• CONSIGNE:
Écrivez la suite du récit d'Edgar Faure sur sa rencontre avec Mao Tsé-toung, en commençant juste après la dernière phrase.

• TEXTE SOURCE:

Mes rencontres avec Mao par Edgar Faure

Le président Edgar Faure* a toujours eu la curiosité indulgente des hommes, qu’il s’agisse de ceux de son temps – et le monde politique en fournit un étonnant vivier – ou de ceux du passé, comme le montrent ses études historiques sur Law, Turgot, l’Antiquité romaine, etc. Aussi était-il naturel qu’un jour sa recherche se portât vers cette masse mystérieuse qui, à l’autre bout de la planète, pose tant de points d’interrogation. Avec Lucie Faure qui, romancière, recompose le comportement des êtres, il est allé plusieurs fois en Chine. Il a d’ailleurs rapporté de son premier voyage un livre, le Serpent et la Tortue (Julliard), aujourd’hui épuisé. Il y est retourné. Il a eu, sur le désir du général de Gaulle, un important rôle secret pour la reconnaissance diplomatique de la Chine. En 1970, Il raconte à nos lecteurs comment se sont déroulées ces missions capitales.

*Né à Béziers en 1908, mort à Paris en 1988, avocat d'origine, plusieurs fois ministre des Finances et président du Conseil sous la IVe République, de nouveau ministre sous la Ve puis président de l'Assemblée nationale, Edgar Faure sera envoyé en  en Chine par le général de Gaulle en octobre et novembre 1963. Il sera de plus élu à l'Académie française en 1978.
Visuel : ©KEYSTONE-FRANCE/Gamma-Rapho

 

Mon premier voyage en Chine a eu lieu en 1957, au début du mois de juin. C’était un voyage personnel. J’avais été invité par le gouvernement chinois et j’ai dû être un des premiers hommes d’État occidentaux, peut-être même le premier, mais je ne le garantis pas, à franchir la frontière chinoise muni d’un visa sur feuille volante puisqu’il n’existait pas de passeports en raison de l’absence de relations diplomatiques avec la Chine.

Au cours de ce premier voyage, qui a duré six semaines environ, j’ai visité plusieurs régions du pays, j’ai rencontré naturellement des hommes politiques et j’ai été reçu personnellement, avec ma femme, par le président Mao Tsé-toung. Je veux d’abord évoquer cette première visite telle que je l’ai notée à l’époque. Le soir de notre audience, à dix heures, nous entrons dans le quartier présidentiel, sous l’arche d’un beau portique rouge : la porte de la Chine nouvelle (elle s’est d’ailleurs toujours appelée ainsi). Je n’aperçois que deux sentinelles. La voiture suit une allée de saules le long de la « Mer du Sud ». Une petite cour chinoise, deux arbres de Judée, des aubépines en fleurs. Le président Mao s’est avancé à notre rencontre jusqu’au bas du perron et je suis surpris de me voir soudain aussi près de lui. Je comprends alors que la minutie de l’horaire correspond à cette marque délicate de courtoisie.

Moitié petit palais, moitié bungalow, nous entrons dans une assez grande salle éclairée de rampes au néon et de lampes chinoises, avec des ornements en bois sculpté descendant du plafond. D’un côté, une table de conférence recouverte d’étoffe rouge. De l’autre, un rond de fauteuils club où nous prenons place.

• DONNÉES:
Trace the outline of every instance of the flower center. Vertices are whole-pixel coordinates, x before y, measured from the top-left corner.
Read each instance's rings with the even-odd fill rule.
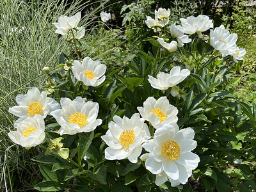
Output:
[[[119,143],[125,148],[128,148],[130,145],[135,142],[135,134],[132,130],[124,131],[119,138]]]
[[[223,42],[224,44],[226,44],[227,45],[228,44],[227,44],[227,42],[225,41],[221,40],[219,40],[219,41],[220,41],[220,42]]]
[[[28,115],[33,116],[36,114],[40,114],[42,109],[43,108],[40,103],[37,102],[32,102],[28,106]]]
[[[89,79],[93,79],[95,76],[94,75],[94,73],[92,72],[91,70],[84,70],[83,71],[84,75],[86,76],[87,78]]]
[[[161,153],[170,161],[174,161],[180,157],[180,146],[177,142],[168,140],[163,144]]]
[[[152,109],[151,112],[160,119],[160,123],[163,122],[166,118],[166,114],[163,112],[162,110],[159,109],[159,108]]]
[[[77,124],[80,128],[85,126],[87,122],[87,117],[84,113],[76,112],[72,113],[68,117],[68,123]]]
[[[24,132],[23,132],[23,136],[24,137],[28,137],[28,136],[31,134],[33,131],[36,131],[36,129],[33,127],[29,127]]]

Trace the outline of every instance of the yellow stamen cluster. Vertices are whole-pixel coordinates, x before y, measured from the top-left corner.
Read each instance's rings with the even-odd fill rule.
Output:
[[[68,122],[70,124],[77,124],[80,128],[82,128],[86,125],[87,117],[84,113],[76,112],[76,113],[71,114],[68,117]]]
[[[128,148],[131,144],[134,143],[134,131],[131,129],[124,131],[119,138],[119,143],[124,147]]]
[[[225,44],[226,44],[227,45],[228,44],[227,44],[227,42],[226,42],[225,41],[221,40],[219,40],[219,41],[220,41],[220,42],[223,42],[223,43],[225,43]]]
[[[91,70],[84,70],[83,71],[84,75],[86,76],[87,78],[89,79],[93,79],[95,76],[94,75],[94,73],[92,72]]]
[[[166,118],[166,114],[163,112],[162,110],[159,109],[159,108],[152,109],[151,112],[160,119],[160,123],[163,122]]]
[[[43,108],[41,104],[37,102],[32,102],[28,106],[28,115],[33,116],[36,114],[40,114]]]
[[[36,131],[36,129],[33,127],[29,127],[24,132],[23,132],[23,136],[24,137],[28,137],[28,136],[31,134],[33,131]]]
[[[161,153],[164,158],[170,161],[176,161],[180,157],[180,146],[177,142],[168,140],[163,144]]]

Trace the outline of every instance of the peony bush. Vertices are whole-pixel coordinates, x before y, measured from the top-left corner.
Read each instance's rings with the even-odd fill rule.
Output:
[[[243,60],[245,49],[236,45],[236,34],[214,27],[206,15],[180,18],[178,25],[170,23],[170,9],[154,13],[154,19],[145,18],[155,33],[145,40],[149,51],[137,52],[124,70],[81,51],[80,12],[53,23],[60,40],[70,44],[70,52],[60,56],[59,70],[45,70],[54,86],[18,95],[19,106],[9,109],[19,118],[17,131],[8,134],[12,141],[28,150],[40,148],[33,160],[44,179],[35,189],[228,191],[247,186],[228,173],[237,164],[241,174],[251,175],[255,168],[254,141],[246,141],[255,140],[250,132],[255,113],[225,88],[228,65]],[[111,19],[106,12],[100,17],[103,22]]]

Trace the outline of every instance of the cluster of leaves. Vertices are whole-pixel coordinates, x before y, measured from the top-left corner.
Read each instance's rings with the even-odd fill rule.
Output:
[[[153,40],[151,42],[156,45]],[[72,74],[69,78],[61,77],[59,73],[48,74],[49,81],[54,79],[56,82],[52,94],[56,99],[81,96],[99,102],[99,118],[102,119],[103,124],[90,133],[63,135],[61,143],[70,150],[66,159],[55,153],[46,156],[44,150],[33,158],[40,163],[40,170],[45,177],[35,186],[35,189],[43,191],[66,188],[84,191],[84,188],[88,191],[190,191],[215,189],[218,191],[223,191],[223,189],[227,191],[250,191],[255,189],[256,105],[253,103],[251,109],[225,91],[229,83],[227,79],[232,72],[225,61],[210,56],[211,49],[209,44],[198,39],[191,47],[193,54],[191,63],[188,63],[191,64],[191,74],[179,85],[180,95],[176,97],[170,95],[170,90],[162,92],[152,88],[147,80],[148,75],[169,71],[173,66],[186,67],[182,60],[174,61],[174,55],[167,50],[159,52],[159,45],[153,45],[148,52],[138,52],[128,65],[123,65],[122,70],[119,67],[108,68],[106,81],[95,88],[84,90],[82,83]],[[186,54],[189,54],[183,52],[184,58],[187,58]],[[60,63],[65,64],[59,65],[61,70],[65,70],[63,67],[68,70],[70,59],[61,54]],[[144,168],[141,161],[133,164],[127,159],[111,161],[104,157],[106,145],[100,137],[106,133],[113,116],[131,117],[138,112],[137,107],[143,106],[150,96],[168,97],[170,103],[179,111],[179,127],[191,127],[195,132],[198,147],[194,152],[200,156],[200,162],[189,184],[184,185],[182,189],[172,188],[168,182],[157,187],[154,184],[156,175]],[[51,118],[46,124],[50,143],[49,139],[60,137],[60,125],[52,123]],[[234,162],[237,159],[242,159],[242,163],[235,164]]]

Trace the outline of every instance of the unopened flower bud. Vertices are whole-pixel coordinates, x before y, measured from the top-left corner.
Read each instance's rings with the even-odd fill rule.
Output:
[[[44,68],[43,68],[43,71],[44,71],[45,74],[48,74],[50,72],[50,68],[49,68],[48,67],[44,67]]]

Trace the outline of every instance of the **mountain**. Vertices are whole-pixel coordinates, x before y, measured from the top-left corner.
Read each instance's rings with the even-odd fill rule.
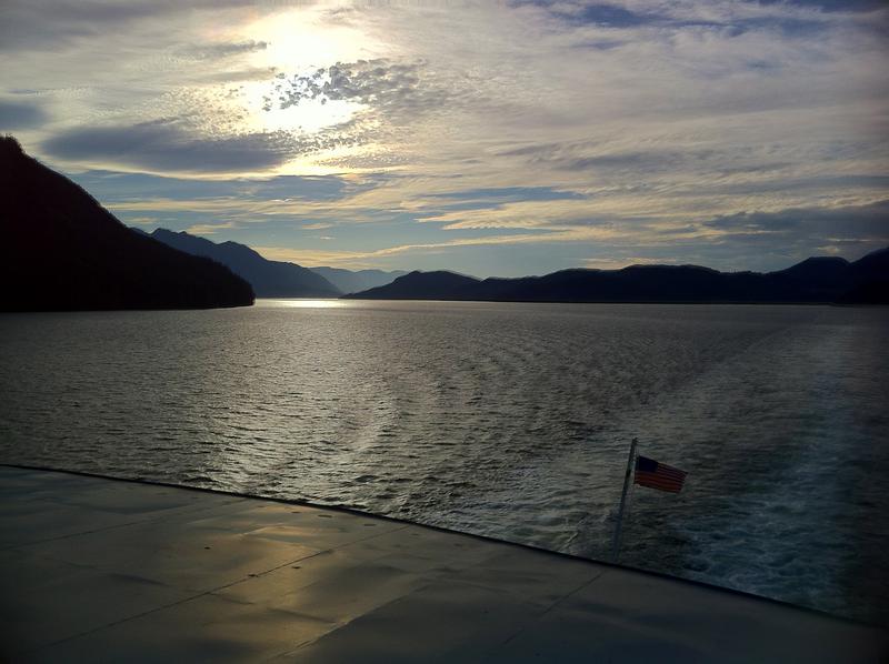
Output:
[[[407,274],[403,270],[384,272],[383,270],[342,270],[340,268],[309,268],[320,274],[343,293],[358,293],[368,289],[392,283]]]
[[[0,137],[0,311],[253,303],[228,268],[133,233],[12,137]]]
[[[850,263],[811,258],[777,272],[719,272],[698,265],[562,270],[545,276],[485,280],[411,272],[348,295],[379,300],[505,302],[841,302],[889,303],[889,249]]]
[[[269,261],[244,244],[217,244],[204,238],[157,229],[154,240],[192,255],[212,259],[246,279],[257,298],[337,298],[342,291],[316,272],[282,261]]]
[[[475,300],[473,289],[479,283],[478,279],[456,272],[414,271],[390,284],[344,296],[358,300]]]

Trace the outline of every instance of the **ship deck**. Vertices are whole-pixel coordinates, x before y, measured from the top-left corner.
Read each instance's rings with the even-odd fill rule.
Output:
[[[875,627],[367,514],[0,466],[0,661],[877,662]]]

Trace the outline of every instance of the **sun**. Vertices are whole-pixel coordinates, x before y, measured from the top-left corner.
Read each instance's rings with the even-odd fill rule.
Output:
[[[323,8],[290,8],[262,16],[240,33],[244,40],[264,43],[250,56],[250,64],[270,72],[267,81],[241,85],[249,128],[254,131],[293,131],[313,134],[343,124],[362,110],[347,100],[302,99],[281,108],[276,84],[286,79],[309,76],[337,62],[373,58],[383,49],[359,29],[330,23]]]

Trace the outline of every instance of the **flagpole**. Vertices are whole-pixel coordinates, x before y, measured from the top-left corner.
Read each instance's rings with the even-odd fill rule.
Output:
[[[620,552],[620,529],[623,525],[623,507],[627,505],[627,492],[630,490],[630,477],[632,477],[632,462],[636,459],[636,444],[638,439],[632,439],[630,443],[630,456],[627,459],[627,474],[623,475],[623,492],[620,494],[620,507],[618,507],[618,522],[615,525],[615,540],[611,542],[611,562],[618,562]]]

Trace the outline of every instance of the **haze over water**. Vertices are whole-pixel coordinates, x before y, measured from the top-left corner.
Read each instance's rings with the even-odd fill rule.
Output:
[[[259,301],[0,316],[0,461],[348,505],[889,622],[889,311]]]

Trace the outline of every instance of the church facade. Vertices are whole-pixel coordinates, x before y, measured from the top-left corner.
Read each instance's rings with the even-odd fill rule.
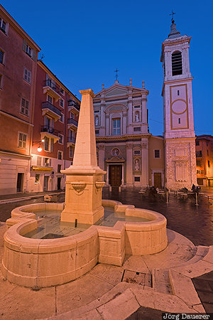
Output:
[[[148,90],[120,85],[116,80],[94,97],[99,166],[106,171],[106,186],[190,188],[196,184],[195,135],[192,80],[189,65],[190,37],[180,36],[173,21],[162,44],[164,70],[164,134],[148,130]]]

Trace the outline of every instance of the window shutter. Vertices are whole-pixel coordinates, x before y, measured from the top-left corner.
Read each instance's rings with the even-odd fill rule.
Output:
[[[32,54],[31,54],[31,56],[32,56],[32,59],[33,59],[34,61],[36,61],[36,50],[32,49]]]
[[[51,138],[51,142],[50,142],[50,151],[51,152],[53,151],[53,145],[54,145],[54,139]]]
[[[23,50],[24,52],[27,52],[26,47],[27,47],[27,42],[26,42],[26,41],[25,39],[23,39]]]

• RÉPONSE:
Il y a là le président Chou En-laï, le président Chang Hsi-jo, M. Wu Mao-sun et l’interprète, M. Toung. Sur les guéridons, le thé est servi dans des pots à couvercle, en belle porcelaine.

Vous êtes une toute petite délégation, plaisante Mao Tsé-toung, une délégation de deux personnes, il est plus facile de se mettre d’accord.

Auprès du chef de l’État ; le président Chou En-laï paraît plus malicieux que jamais. Il s’amuse visiblement de comprendre avant tout le monde ce que je dis et il guette, pour les rectifier, les erreurs de traduction de M. Toung. Le président Mao Tsé-toung parle de la Chine avec une passion contenue, une expression mélangée d’accablement et de confiance.

Vous avez vu quel est l’état du pays, à quel point nous sommes en retard. La tâche est immense.

Il baisse légèrement la tête comme sous le poids d’un destin trop lourd. Ses mains se rejoignent. On a dit de Mao Tsé-toung qu’il y avait en lui du militaire et du paysan, mais je trouve qu’il a plutôt des attitudes d’homme d’église ; il fait penser à un chef de communauté religieuse, de préférence à l’époque des ordres-chevaliers. J’observe que le communisme chinois a tiré bénéfice de son absence de dogmatisme ; ne peut-on concevoir un certain avenir pour ces formules souples, telles que l’économie mixte ? Ne nous faisons pas d’illusion :

Cela ne peut être qu’une étape, une transition. Notre but est le socialisme total.

Le Président, qui s’intéresse à l’économie agraire, se fait expliquer le système français de coopératives par produits. J’insiste sur ses excellents résultats. Il hoche la tête : approbation et négation à la fois.

Ici, ce ne serait pas possible. Les terres sont trop réduites. Le paysan ne peut pas se diviser entre une exploitation coopérative et une exploitation personnelle.

La fable chinoise du héron et de la moule

En politique extérieure, les événements fournissent à Mao Tsé-toung le thème d’une de ces allégories qu’il affectionne :

Nous avons en Chine une histoire, celle d’un héron et d’une moule. Le héron trouve la moule sur une plage, mais la moule se referme sur le bec du héron. Alors commencent entre eux de longues controverses. Dans trois jours, dit la moule au héron, tu seras mort. Et toi aussi, dit le héron à la moule, dans trois jours tu seras morte de sécheresse. Aucun ne veut céder, et cependant un pêcheur passe et les prend tous les deux.

Question : « Est-ce que c’est un pêcheur russe ou un pêcheur américain ? » La réponse attendue vient avec un sourire :

À mon avis, ce serait plutôt un pêcheur américain.

Les Américains inquiètent la Chine.

Pourquoi leur faut-il des bases si près de notre territoire ? Nous n’avons pas de bases chinoises près du continent américain.

Croyez-vous vraiment que les Américains pensent à la guerre ?

Le peuple américain, certainement, ne veut pas la guerre.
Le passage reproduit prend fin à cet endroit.